課題 A
ある作品のあらすじをまとめた本文抜粋によると、新宿の路上で弾き語りをしていたキリエの前に現れた、真っ青なウィッグの女性は何と自称していましたか。

本文抜粋
—————
ただ時間が長いのと、作中でも結構過去と現在を行ったり来たりするから、ここでちょっと時系列順にネタバレ込みでストーリーをまとめます。
2010年の宮城県石巻市に住むキリエって女の子は、同じ高校の先輩・夏彦と付き合っていた。それでキリエは夏彦の子を妊娠し、将来結婚する約束をする。ところが翌年、東日本大震災による津波が起こり、妹のルカを探しに行ったキリエは行方不明になってしまう。
家族全員が行方不明になってしまった9歳のルカは言葉が喋れなくなってしまい、しかもなぜか大阪で路上生活をしていた。そこを小学校教員が発見し、唯一の知り合いである夏彦に連絡を取る。夏彦はルカの面倒を見ようとするけど、血縁でもなんでもない彼には引き取ることができず、ルカは児童養護施設に送られる。
数年後。北海道で働いていた夏彦の元に、同じく北海道で高校に通っているルカから連絡がくる。歌を歌うときは声が出せるけど、それ以外はほとんど喋れないままのルカは高校で孤立していて、里親との関係もあまり上手くいっていない。そこで夏彦は、自分が家庭教師をしているルカと同じ学校のマオリって子に「友達になってくれ」と頼む。
マオリとルカは妙にウマが合い、親友になる。一方、里親と上手くいっていないルカは夏彦の家に入り浸っており、それが問題視されてルカは夏彦と会うことを禁止されてしまう。
そこからさらに数年後。ルカは「キリエ」と名乗って、相変わらず喋れないけれど東京の新宿路上で弾き語りをしていた。そして真っ青なウィッグを身につけて「イッコ」と自称する妙に羽振りのいい女性と出会うのだけど、それは親友のマオリであった。「キリエ」の歌に感銘を受けた「イッコ」は、「あなたのマネージャーになる」と言って協力を申し出る。
イッコの助けもあって、徐々に人気を得ていくキリエ。ミュージシャンの仲間も増えていく。そんな最中、イッコに結婚詐欺の容疑がかかっていることが判明する。彼女は「旅行に行く」告げて姿を消す。
それでもキリエは弾き語りを続け、芸能事務所からの誘いは「イッコがマネージャーなので」と断る。そんな折、知り合ったミュージシャンたちと野外音楽フェスを行うことになって、当日は集客も多く盛り上がる。しかし騒音として通報され、イベントの許可書を紛失してしまったことで、警察ともみ合いになってしまう。
一方、雲隠れしていたイッコは花束を手に音楽フェス会場へ向かっている途中で、恨みをもった人物に刺されてしまう。
その後、風呂トイレ共通の布団を敷けばそれだけで埋まってしまう狭い一室で、変わらずギターを弾いて歌うキリエの姿を映して、作品は終わる。
というのが要点をかいつまんだだけのストーリーなんだけど、ここから見えてくる作品のテーマというか描きたいものって「社会と幸福」、もっと言うと「社会に属することと、幸福であることの”無関係”さ」なんですよね。
—————
課題 B
下の記録から、文字列「bird」を含む行をすべて抽出しなさい。
—————
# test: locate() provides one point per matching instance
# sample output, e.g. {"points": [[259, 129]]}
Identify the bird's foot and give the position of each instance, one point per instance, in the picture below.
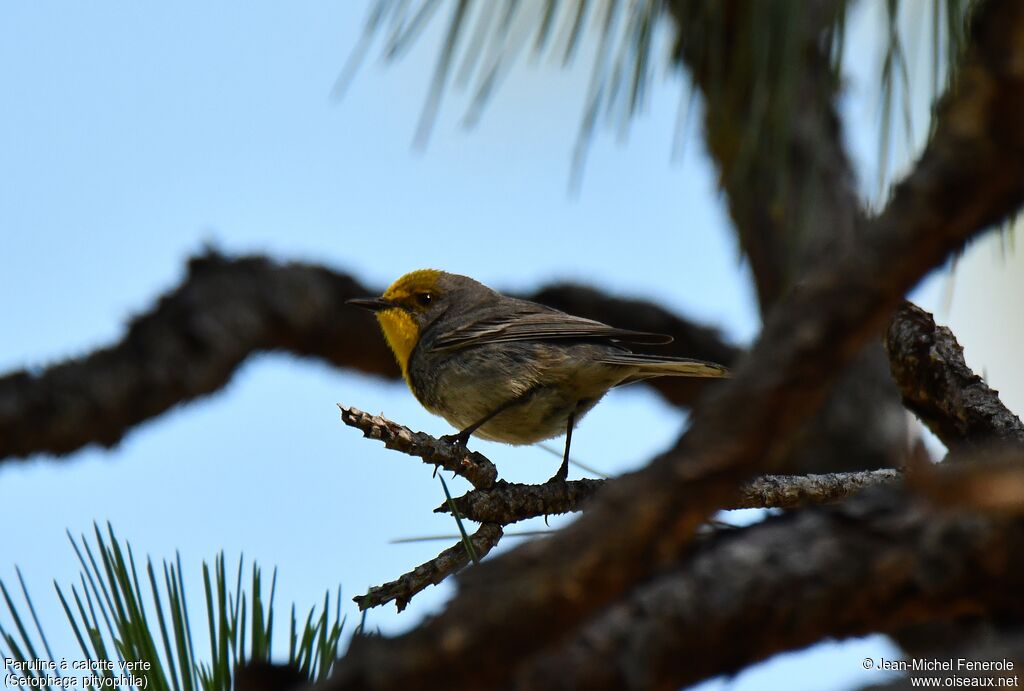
{"points": [[461, 439]]}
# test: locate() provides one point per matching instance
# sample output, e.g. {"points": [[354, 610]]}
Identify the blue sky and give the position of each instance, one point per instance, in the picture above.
{"points": [[134, 134]]}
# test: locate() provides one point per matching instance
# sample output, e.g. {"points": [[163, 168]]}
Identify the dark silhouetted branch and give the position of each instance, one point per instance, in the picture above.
{"points": [[473, 466], [432, 572], [936, 383], [876, 564], [190, 343]]}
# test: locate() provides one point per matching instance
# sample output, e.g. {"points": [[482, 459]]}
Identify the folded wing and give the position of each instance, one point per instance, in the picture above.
{"points": [[538, 324]]}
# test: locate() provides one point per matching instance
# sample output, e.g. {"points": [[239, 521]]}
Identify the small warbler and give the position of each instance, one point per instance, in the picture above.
{"points": [[505, 369]]}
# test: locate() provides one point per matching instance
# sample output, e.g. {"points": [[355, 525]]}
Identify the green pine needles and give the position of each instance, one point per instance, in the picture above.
{"points": [[122, 637]]}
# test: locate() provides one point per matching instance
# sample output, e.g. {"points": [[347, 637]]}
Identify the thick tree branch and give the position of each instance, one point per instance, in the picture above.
{"points": [[507, 503], [970, 176], [936, 383], [192, 342], [401, 590], [878, 563], [771, 126]]}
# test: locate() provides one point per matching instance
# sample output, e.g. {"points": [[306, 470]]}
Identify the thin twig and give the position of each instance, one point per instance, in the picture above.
{"points": [[470, 465], [432, 572]]}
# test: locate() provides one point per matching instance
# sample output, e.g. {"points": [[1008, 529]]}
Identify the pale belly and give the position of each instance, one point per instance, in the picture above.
{"points": [[548, 386]]}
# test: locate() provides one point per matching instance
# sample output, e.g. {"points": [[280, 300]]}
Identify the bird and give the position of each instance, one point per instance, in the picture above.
{"points": [[506, 369]]}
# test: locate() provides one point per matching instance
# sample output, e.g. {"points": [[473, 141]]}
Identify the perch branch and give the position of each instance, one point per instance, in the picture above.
{"points": [[432, 572], [193, 340]]}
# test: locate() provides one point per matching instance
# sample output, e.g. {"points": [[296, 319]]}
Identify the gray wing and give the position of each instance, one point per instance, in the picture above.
{"points": [[536, 322]]}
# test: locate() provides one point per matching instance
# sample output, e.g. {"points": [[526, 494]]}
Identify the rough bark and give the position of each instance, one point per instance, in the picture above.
{"points": [[939, 387], [226, 309], [507, 503], [771, 127]]}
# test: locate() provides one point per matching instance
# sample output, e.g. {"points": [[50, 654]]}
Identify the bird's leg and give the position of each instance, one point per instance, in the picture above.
{"points": [[563, 470], [462, 438]]}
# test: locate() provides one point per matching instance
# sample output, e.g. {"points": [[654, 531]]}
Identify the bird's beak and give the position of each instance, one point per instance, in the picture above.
{"points": [[373, 304]]}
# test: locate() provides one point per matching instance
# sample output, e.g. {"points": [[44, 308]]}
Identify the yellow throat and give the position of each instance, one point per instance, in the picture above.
{"points": [[400, 331]]}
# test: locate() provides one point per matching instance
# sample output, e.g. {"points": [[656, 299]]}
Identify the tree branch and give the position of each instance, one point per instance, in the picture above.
{"points": [[771, 126], [473, 466], [225, 309], [876, 564], [508, 608], [507, 503], [938, 386], [432, 572]]}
—————
解答 A
「イッコ」と自称していました。

解答 B
Identify the bird's foot and give the position of each instance, one point per instance, in the picture below.
Identify the bird and give the position of each instance, one point per instance, in the picture above.
Identify the bird's leg and give the position of each instance, one point per instance, in the picture above.
Identify the bird's beak and give the position of each instance, one point per instance, in the picture above.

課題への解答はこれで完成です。